-- Required action --
Only the text is wanted; write out each record below exactly and exclude all pictures.
· · · ·
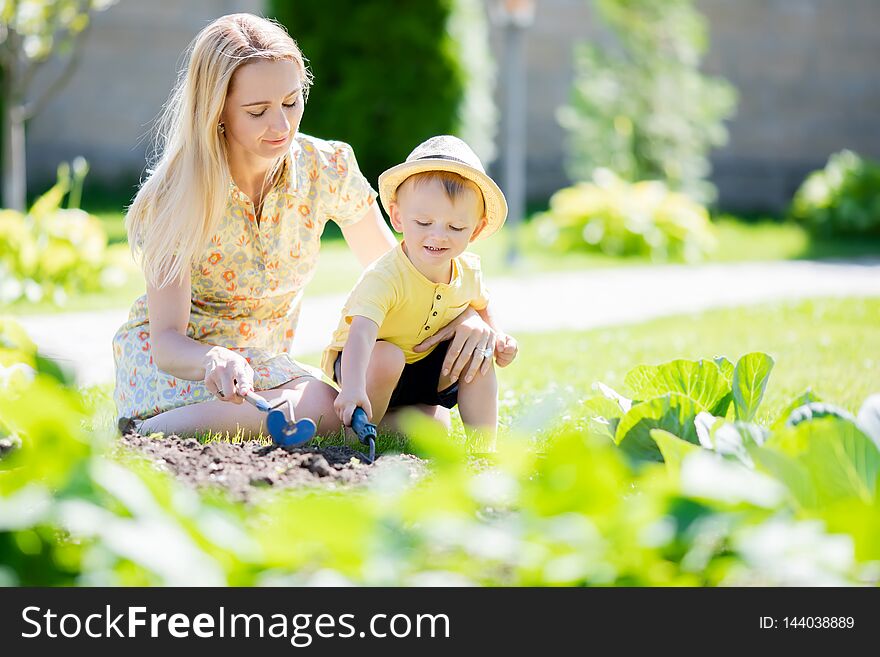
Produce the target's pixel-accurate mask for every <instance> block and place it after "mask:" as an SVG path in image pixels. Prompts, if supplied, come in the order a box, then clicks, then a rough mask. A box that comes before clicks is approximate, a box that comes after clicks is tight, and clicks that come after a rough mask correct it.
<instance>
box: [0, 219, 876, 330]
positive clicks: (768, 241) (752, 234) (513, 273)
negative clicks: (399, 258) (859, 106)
mask: <svg viewBox="0 0 880 657" xmlns="http://www.w3.org/2000/svg"><path fill="white" fill-rule="evenodd" d="M96 216H98V217H99V218H100V219H101V221H102V223H103V224H104V227H105V228H106V230H107V234H108V238H109V240H110V243H111V244H119V243H121V242H124V240H125V231H124V229H123V226H122V215H121V214H119V213H113V212H99V213H97V215H96ZM715 225H716V227H717V233H718V241H719V247H718V250H717V251H716V252H715V253H714V254H713V255H712V257H711V258H710V259H709V260H708V261H709V262H745V261H767V260H795V259H805V258H862V257H870V256H874V257H880V238H860V239H842V238H835V239H826V240H818V239H814V238H812V237H811V236H810V235H809V233H807V232H806V231H805V230H804V229H803V228H802V227H801V226H798V225H796V224H791V223H778V222H774V221H763V222H756V223H745V222H742V221H737V220H733V219H730V218H722V219H720V220H719V221H717V222H716V224H715ZM517 235H518V236H517ZM515 236H517V237H515ZM514 247H515V253H516V254H517V257H516V259H513V260H512V259H511V257H510V256H511V250H512V249H513V248H514ZM472 249H473V251H474V252H476V253H478V254H479V255H480V256H481V258H482V260H483V270H484V271H485V272H486V273H487V275H489V276H533V275H535V274H537V273H541V272H552V271H574V270H580V269H594V268H602V267H622V266H645V267H648V266H663V265H658V264H657V263H654V262H651V261H650V260H648V259H645V258H615V257H611V256H607V255H603V254H601V253H589V252H579V253H565V254H559V253H551V252H547V251H546V250H544V249H542V248H541V247H540V245H539V244H537V242H536V241H535V240H534V239H532V236H531V232H530V231H529V230H528V227H526V228H525V229H524V230H522V231H520V232H519V233H518V234H517V233H516V231H511V230H506V231H504V232H503V233H501V234H500V235H498V236H497V237H495V238H493V239H491V240H486V241H478V242H476V243H474V245H473V247H472ZM360 272H361V266H360V264H359V263H358V261H357V259H356V258H354V257H353V255H352V253H351V251H350V250H349V249H348V246H347V245H346V244H345V242H344V241H343V240H342V239H341V236H340V233H339V230H338V229H337V228H336V227H335V226H330V227H328V230H327V233H326V234H325V236H324V244H323V246H322V247H321V256H320V260H319V262H318V269H317V272H316V273H315V277H314V278H313V280H312V282H311V283H310V284H309V287H308V292H307V293H308V294H309V295H310V296H316V295H321V294H343V293H345V292H348V291H349V290H350V289H351V287H352V285H354V283H355V281H356V280H357V278H358V276H359V275H360ZM143 292H144V282H143V278H142V276H141V275H140V273H139V271H138V270H137V269H136V268H135V267H134V265H133V264H132V265H131V267H130V268H128V270H127V274H126V278H125V280H124V281H123V283H122V285H120V286H119V287H115V288H112V289H109V290H107V291H105V292H101V293H89V294H83V295H75V296H71V297H70V298H69V299H68V300H67V303H66V304H65V305H64V306H63V307H60V308H59V307H57V306H54V305H53V304H52V303H51V302H49V301H40V302H37V303H32V302H26V301H21V302H18V303H16V304H14V305H13V306H11V308H9V309H8V312H11V313H12V314H19V315H22V314H34V313H45V312H74V311H87V310H105V309H111V308H125V307H127V306H129V305H130V304H131V302H132V301H133V300H134V299H135V298H136V297H138V296H139V295H141V294H143Z"/></svg>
· · · ·
-- Task result --
Produce the target's pixel-accurate mask for every <instance> block and place it after "mask:" as an SVG path in image pixels. Prompts, if supplied, come in the order a box, then clicks, then a rough mask. A box that comes before clicks is approximate, a box that comes after clicks is tight, and clicks that come after a rough mask correct it.
<instance>
box: [0, 219, 876, 330]
positive clicks: (768, 241) (752, 234) (513, 273)
negative clicks: (399, 258) (859, 106)
mask: <svg viewBox="0 0 880 657" xmlns="http://www.w3.org/2000/svg"><path fill="white" fill-rule="evenodd" d="M96 216H98V217H99V218H100V219H101V221H102V223H103V224H104V227H105V228H106V230H107V234H108V238H109V240H110V243H111V244H119V243H121V242H124V240H125V231H124V229H123V226H122V215H121V214H119V213H113V212H99V213H97V215H96ZM715 225H716V227H717V233H718V241H719V247H718V250H717V251H716V252H715V253H714V254H713V255H712V257H711V258H710V259H709V260H708V261H709V262H745V261H767V260H795V259H805V258H862V257H870V256H874V257H880V238H860V239H842V238H835V239H826V240H818V239H814V238H812V237H811V236H810V235H809V233H807V232H806V231H805V230H804V229H803V228H802V227H801V226H798V225H796V224H791V223H778V222H774V221H763V222H756V223H745V222H742V221H737V220H733V219H730V218H722V219H720V220H719V221H717V222H716V224H715ZM517 235H518V236H517ZM515 236H517V237H515ZM514 247H515V253H516V254H517V257H516V259H513V260H512V259H511V257H510V256H511V250H512V249H513V248H514ZM472 249H473V251H474V252H476V253H478V254H479V255H480V256H481V258H482V260H483V270H484V271H485V272H486V273H487V275H489V276H533V275H535V274H537V273H541V272H552V271H574V270H580V269H594V268H602V267H622V266H645V267H648V266H663V265H658V264H657V263H654V262H651V261H650V260H648V259H645V258H615V257H611V256H607V255H603V254H601V253H589V252H579V253H565V254H559V253H551V252H547V251H546V250H544V249H542V248H541V247H540V245H539V244H537V242H536V241H535V240H534V239H532V236H531V232H530V231H529V230H528V227H526V228H525V229H524V230H522V231H520V232H519V233H518V234H517V233H516V231H511V230H506V231H504V232H503V233H501V234H500V235H498V236H497V237H495V238H493V239H491V240H486V241H478V242H476V243H474V245H473V247H472ZM360 272H361V266H360V264H359V263H358V261H357V259H356V258H354V257H353V255H352V253H351V251H350V250H349V249H348V246H347V245H346V244H345V242H344V241H343V240H342V239H341V236H340V233H339V230H338V229H337V228H336V227H335V226H330V227H328V230H327V233H326V234H325V236H324V244H323V246H322V247H321V256H320V260H319V262H318V269H317V272H316V273H315V277H314V278H313V280H312V282H311V283H310V284H309V287H308V292H307V293H308V294H309V295H310V296H316V295H321V294H343V293H345V292H348V291H349V290H350V289H351V287H352V285H354V283H355V281H356V280H357V278H358V276H359V275H360ZM143 292H144V282H143V278H142V276H141V275H140V273H139V271H138V270H137V269H136V268H135V267H134V265H133V264H132V265H131V267H130V268H128V270H127V274H126V278H125V280H124V281H123V283H122V285H120V286H119V287H115V288H112V289H109V290H107V291H105V292H101V293H89V294H83V295H75V296H71V297H70V298H69V299H68V300H67V303H66V304H65V305H64V306H63V307H60V308H59V307H57V306H54V305H53V304H52V303H51V302H49V301H40V302H37V303H32V302H26V301H21V302H18V303H16V304H14V305H13V306H11V308H9V309H8V312H11V313H12V314H19V315H22V314H34V313H45V312H74V311H87V310H105V309H111V308H125V307H127V306H129V305H130V304H131V302H132V301H133V300H134V299H135V298H136V297H138V296H139V295H141V294H143Z"/></svg>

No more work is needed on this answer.